Start Selected excerpt
Re: [PATCH 2/2] Add a new sysctl knob: unprivileged_userfaultfd_user_mode_only

From: Andrea Arcangeli
Date: Wed May 20 2020 - 15:48:23 EST


Hello Kees,

On Wed, May 20, 2020 at 11:03:39AM -0700, Kees Cook wrote:
> Err, did I miss a separate 6-patch series? I can't find anything on lore.

Daniel included the link of the previous series I referred to is the
cover letter 0/2:

https://lore.kernel.org/lkml/20200211225547.235083-1-dancol@xxxxxxxxxx/

> > If you keep only 1/2, can't seccomp-bpf enforce userfaultfd to be
> > always called with flags==0x1 without requiring extra modifications in
> > the kernel?
>
> Please no. This is way too much overhead for something that a system
> owner wants to enforce globally. A sysctl is the correct option here,
> IMO. If it needs to be a per-userns sysctl, that would be fine too.

The question is who could be this system owner who prefers "2" to "0"?

per-ns I don't see the point either when all containers already run
with default policies enforcing the same behavior as if the sysctl is
set to "0".

Why exactly is it preferable to enlarge the surface of attack of the
kernel and take the risk there is a real bug in userfaultfd code (not
just a facilitation of exploiting some other kernel bug) that leads to
a privilege escalation, when you still break 99% of userfaultfd users,
if you set with option "2"?
End Selected excerpt
Challenges
1. Name every person mentioned in the mailing-list reply above, giving each once.
2. Retype the mailing-list reply word for word. Begin at the words "From: Andrea Arcangeli" and stop after "anything on lore.".
Start Data
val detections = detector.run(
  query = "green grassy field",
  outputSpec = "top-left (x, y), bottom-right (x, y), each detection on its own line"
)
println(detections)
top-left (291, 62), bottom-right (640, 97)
End Data
Complete answers
1. Andrea Arcangeli, Kees Cook, Daniel

2.
From: Andrea Arcangeli
Date: Wed May 20 2020 - 15:48:23 EST


Hello Kees,

On Wed, May 20, 2020 at 11:03:39AM -0700, Kees Cook wrote:
> Err, did I miss a separate 6-patch series? I can't find anything on lore.